> **Consigna 1**: Pasa al inglés esta oración del artículo sobre el bolígrafo favorito: «No sé bien por qué digo que es mi bolígrafo favorito.»

> **Artículo**:
■ ■ ■ ■ ■

Oda a la morralla sentimental que Marie Kondo odia
Hoy quiero hablar de mi bolígrafo favorito, un bolígrafo que compré en un viaje hace unos años porque me había dejado el mío en el apartamento y llevaba todo el día con el típico nerviosismo de cuando quieres escribir pero no puedes. Ese día atravesé un mercado, visité un edificio ilustre en el que siempre había querido entrar, dormité en un parque y rematé la jornada entrando en un museo en el que había una exposición que me pareció una señal del destino. No aguanté más: en la tienda del museo, además de comprar un calendario, invertí dos eurazos en un bolígrafo amarillo. Nada más salir saqué rápido el cuaderno y casi vomité todo eso que llevaba aguantando todo el día. A pocos metros, unas chicas españolas comentaron que tendrían que estar haciendo un diario de viajes y yo, sentada al pie de una estatua, me sentí creadora de escuela y salvadora del género.
No sé bien por qué digo que es mi bolígrafo favorito. Quizá por lo bien que escribe, finito y rápido, o por su tacto algo gomoso o por lo mucho que me dolieron aquellos dos euros que justifiqué con pensamientos sobre apoyo a un museo al que yo había entrado gratis, carné de prensa en mano. O seguramente por todo lo que significa, por lo feliz que fui escribiendo en el cuaderno con el que había cargado todo el día, por cómo cada vez que lo veo me traslado allí y a esa sensación de necesidad saciada (o más bien deseo, no hubiera pasado nada si no lo hubiese comprado).
Después de escribir un rato, continué ya tranquila mi recorrido. Vi más edificios bonitos, volví al parque, cené en una cafetería a la que no tenía pensado ir hasta más adelante porque me dijo Google Maps que pasara por ahí.
El bolígrafo se vino conmigo todos esos días y después viajó de vuelta a Vigo, donde se perdió entre todos los bolígrafos que siempre tengo por ahí tirados. Ahora creo que está en casa de mis padres, o al menos es donde recuerdo haberlo visto por última vez. También creo recordar que ya empezaba a fallar y que a veces no escribía, por lo que espero que no haya acabado en la basura.
Tengo otro bolígrafo favorito, comprado en otra ciudad y que no es favorito por cómo escribe (no se desliza muy bien) sino por llevarme de vuelta a ese viaje. Creo que lo compré por vicio, quizá pensando en el boli amarillo, y no por necesidad. Este sí lo tengo localizado, pero no lo uso porque como herramienta para escribir tengo otras mucho más prácticas y placenteras. Su función es la otra, la del recuerdo, la de provocar alegría cada vez que lo veo en el estuche o aparece en el suelo o lo descubro en lugares extraños como debajo del sofá.

■ ■ ■ ■ ■

> **Material entregado**:

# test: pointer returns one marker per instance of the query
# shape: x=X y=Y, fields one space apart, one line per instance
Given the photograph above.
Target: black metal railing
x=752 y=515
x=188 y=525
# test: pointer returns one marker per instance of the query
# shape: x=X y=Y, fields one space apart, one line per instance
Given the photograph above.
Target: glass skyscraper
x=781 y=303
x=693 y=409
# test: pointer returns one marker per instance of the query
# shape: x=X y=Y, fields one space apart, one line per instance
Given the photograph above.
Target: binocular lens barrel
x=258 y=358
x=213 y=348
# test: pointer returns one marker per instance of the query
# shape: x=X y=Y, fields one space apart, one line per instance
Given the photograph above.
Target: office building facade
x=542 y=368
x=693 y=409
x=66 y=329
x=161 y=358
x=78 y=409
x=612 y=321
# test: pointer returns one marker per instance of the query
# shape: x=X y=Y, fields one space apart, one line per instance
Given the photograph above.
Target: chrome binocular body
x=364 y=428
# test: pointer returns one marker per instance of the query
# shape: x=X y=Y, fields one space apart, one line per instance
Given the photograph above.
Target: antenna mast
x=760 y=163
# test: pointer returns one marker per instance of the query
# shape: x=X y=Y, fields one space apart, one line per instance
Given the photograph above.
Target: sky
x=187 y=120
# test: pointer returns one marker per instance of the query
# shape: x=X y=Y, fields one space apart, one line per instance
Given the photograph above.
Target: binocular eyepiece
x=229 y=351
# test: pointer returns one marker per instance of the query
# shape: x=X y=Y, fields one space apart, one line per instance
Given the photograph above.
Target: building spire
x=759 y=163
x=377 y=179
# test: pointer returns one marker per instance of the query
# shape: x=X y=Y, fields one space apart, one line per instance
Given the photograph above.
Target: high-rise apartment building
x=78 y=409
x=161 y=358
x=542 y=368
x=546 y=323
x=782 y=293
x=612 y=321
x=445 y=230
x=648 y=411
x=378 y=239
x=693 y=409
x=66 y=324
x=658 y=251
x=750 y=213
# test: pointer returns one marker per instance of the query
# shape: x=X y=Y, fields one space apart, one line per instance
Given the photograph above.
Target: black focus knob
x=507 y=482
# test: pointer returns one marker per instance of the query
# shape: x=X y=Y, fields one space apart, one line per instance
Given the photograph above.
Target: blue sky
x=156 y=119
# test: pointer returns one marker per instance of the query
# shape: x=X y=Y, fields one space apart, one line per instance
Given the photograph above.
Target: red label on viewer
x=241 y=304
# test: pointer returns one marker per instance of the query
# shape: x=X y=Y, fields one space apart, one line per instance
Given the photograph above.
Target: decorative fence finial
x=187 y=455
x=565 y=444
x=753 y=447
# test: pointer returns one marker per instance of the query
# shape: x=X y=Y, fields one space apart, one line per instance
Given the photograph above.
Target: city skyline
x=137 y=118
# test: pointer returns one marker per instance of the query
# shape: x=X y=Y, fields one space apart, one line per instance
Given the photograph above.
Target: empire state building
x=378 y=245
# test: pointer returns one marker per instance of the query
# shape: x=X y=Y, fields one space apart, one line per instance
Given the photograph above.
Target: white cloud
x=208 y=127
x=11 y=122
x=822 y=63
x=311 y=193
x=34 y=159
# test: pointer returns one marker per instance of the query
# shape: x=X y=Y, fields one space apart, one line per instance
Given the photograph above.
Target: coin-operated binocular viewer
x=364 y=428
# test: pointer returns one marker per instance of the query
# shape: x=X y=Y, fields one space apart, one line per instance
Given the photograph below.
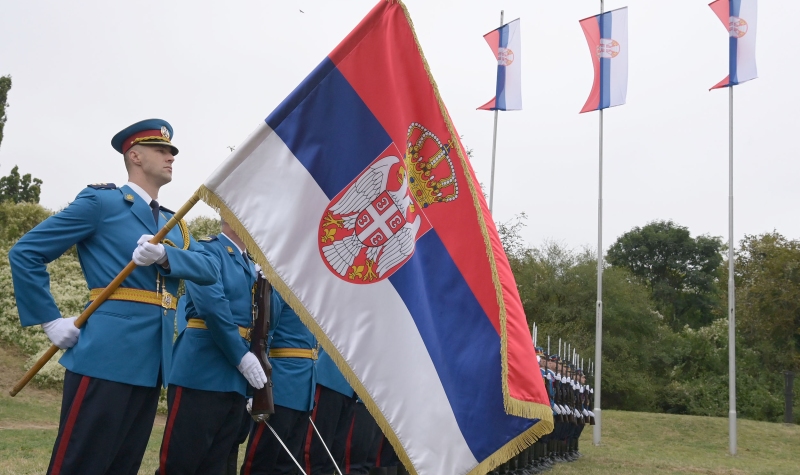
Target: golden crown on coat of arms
x=431 y=175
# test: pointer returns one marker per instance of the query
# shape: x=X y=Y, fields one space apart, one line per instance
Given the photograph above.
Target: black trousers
x=332 y=414
x=201 y=428
x=104 y=426
x=363 y=442
x=265 y=455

■ ■ ■ ■ ■

> **Consigna 2**: Cuenta cuántas líneas de las entradas llevan la palabra "black", teniendo en cuenta mayúsculas y minúsculas. Da solo el número.

> **Resultado 1**: I'm not really sure why I say it's my favorite pen.

> **Resultado 2**: 3